**Passage to read:**
Question
How to Process Only Truly New Gmail Messages Using Gmail API and Pub/Sub Notifications?
I'm developing an application using the Gmail API and Google Pub/Sub to process incoming emails. My goal is to only process truly new messages and avoid reprocessing messages that have been moved between labels (e.g., moving a message back into the inbox).
Problem: The current implementation still processes messages that are moved back into the inbox, resulting in duplicate processing. How can I ensure that only truly new messages are processed and avoid reprocessing messages that are moved back into the inbox?
Considerations:
- The Gmail API's historyTypes:
['messageAdded']
seems to include messages that have been moved between labels. - I am storing the last processed history ID and timestamp to filter messages.
- Should I track and store message IDs to avoid reprocessing, or is there a more efficient way to handle this with the Gmail API?
Current Setup:
- Pub/Sub Notification: I have a Pub/Sub topic that triggers my
process_notification
function whenever there's a new message added to the inbox. - History API: I'm using the Gmail History API to fetch message history based on the history ID.
Main Question:
How can I best process only truly new incoming messages and avoid reprocessing messages if they are moved back into the inbox(or any other label)?
Environment:
- Language: Python
- Framework: Flask
- Database: MongoDB
- Gmail API
Attempted Solution: I tried to filter messages by their internal timestamp, processing only messages with a timestamp greater than the last processed message. I've tried storing message ID's but this would cause a bloated application. Here's a simplified version of my code:
def start_watch():
credentials = google.oauth2.credentials.Credentials(**session['credentials'])
service = build('gmail', 'v1', credentials=credentials)
request = {
'labelIds': ['INBOX'],
'topicName': f"projects/{create_app().config['GOOGLE_CLOUD_PROJECT_ID']}/topics/{create_app().config['PUBSUB_TOPIC']}",
'labelFilterBehavior': 'INCLUDE',
'historyTypes': ['messageAdded']
}
response = service.users().watch(userId='me', body=request).execute()
mongo.db.users.update_one(
{'google_id': session['google_id']},
{'$set': {'historyId': response['historyId'], 'watch_state': True}}
)
def process_notification(data):
global last_processed_history_id
payload = base64.urlsafe_b64decode(data['message']['data'])
message_data = json.loads(payload)
history_id = message_data['historyId']
email_address = message_data['emailAddress']
current_time = time.time()

**Set problem:** Copy the part of the Gmail API question above exactly, everything from "I'm developing an" down to "into the inbox?".

**Material shown:**
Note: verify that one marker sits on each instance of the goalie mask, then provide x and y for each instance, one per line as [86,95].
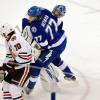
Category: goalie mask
[6,29]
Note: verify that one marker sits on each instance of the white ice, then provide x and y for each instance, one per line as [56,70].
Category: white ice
[82,27]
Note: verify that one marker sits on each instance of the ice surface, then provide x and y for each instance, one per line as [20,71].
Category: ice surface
[82,27]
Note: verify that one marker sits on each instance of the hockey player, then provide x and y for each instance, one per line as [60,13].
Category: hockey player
[59,11]
[16,63]
[45,32]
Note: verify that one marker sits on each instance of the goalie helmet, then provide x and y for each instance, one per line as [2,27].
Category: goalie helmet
[5,29]
[34,11]
[61,9]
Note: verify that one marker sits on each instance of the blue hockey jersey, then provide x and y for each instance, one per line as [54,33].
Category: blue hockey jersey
[46,31]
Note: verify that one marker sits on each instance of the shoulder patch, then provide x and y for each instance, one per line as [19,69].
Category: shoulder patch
[13,38]
[34,29]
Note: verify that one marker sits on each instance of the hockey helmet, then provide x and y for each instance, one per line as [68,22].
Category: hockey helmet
[61,9]
[34,11]
[5,29]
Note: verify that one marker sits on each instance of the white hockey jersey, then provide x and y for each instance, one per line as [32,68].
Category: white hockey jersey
[19,50]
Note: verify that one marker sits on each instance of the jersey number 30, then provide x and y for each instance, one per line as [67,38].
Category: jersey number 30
[49,29]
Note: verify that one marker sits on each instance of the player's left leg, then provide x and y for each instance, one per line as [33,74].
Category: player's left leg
[65,68]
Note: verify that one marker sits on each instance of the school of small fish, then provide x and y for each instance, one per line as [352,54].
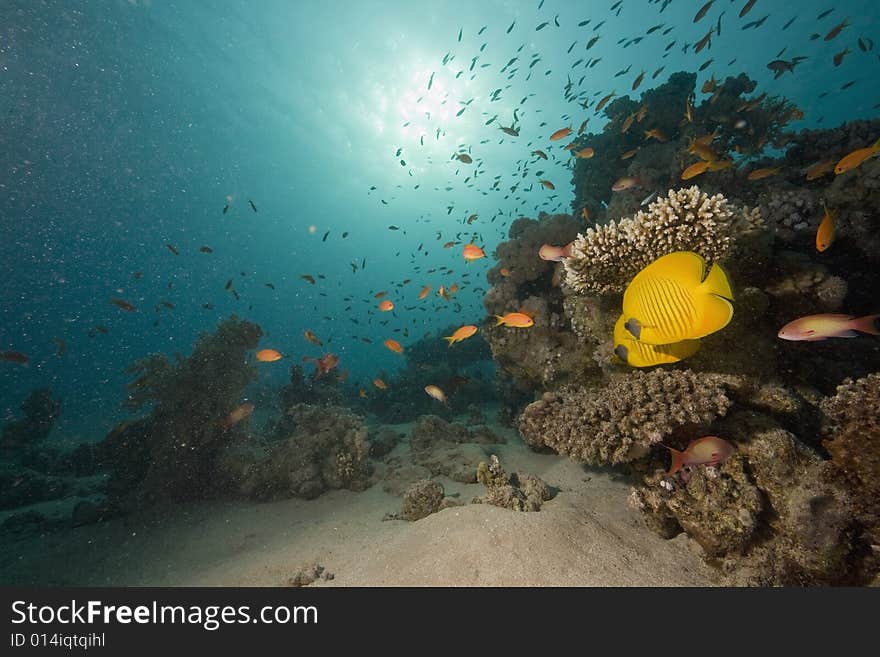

**Answer to this task:**
I'm developing an application using the Gmail API and Google Pub/Sub to process incoming emails. My goal is to only process truly new messages and avoid reprocessing messages that have been moved between labels (e.g., moving a message back into the inbox).
Problem: The current implementation still processes messages that are moved back into the inbox, resulting in duplicate processing. How can I ensure that only truly new messages are processed and avoid reprocessing messages that are moved back into the inbox?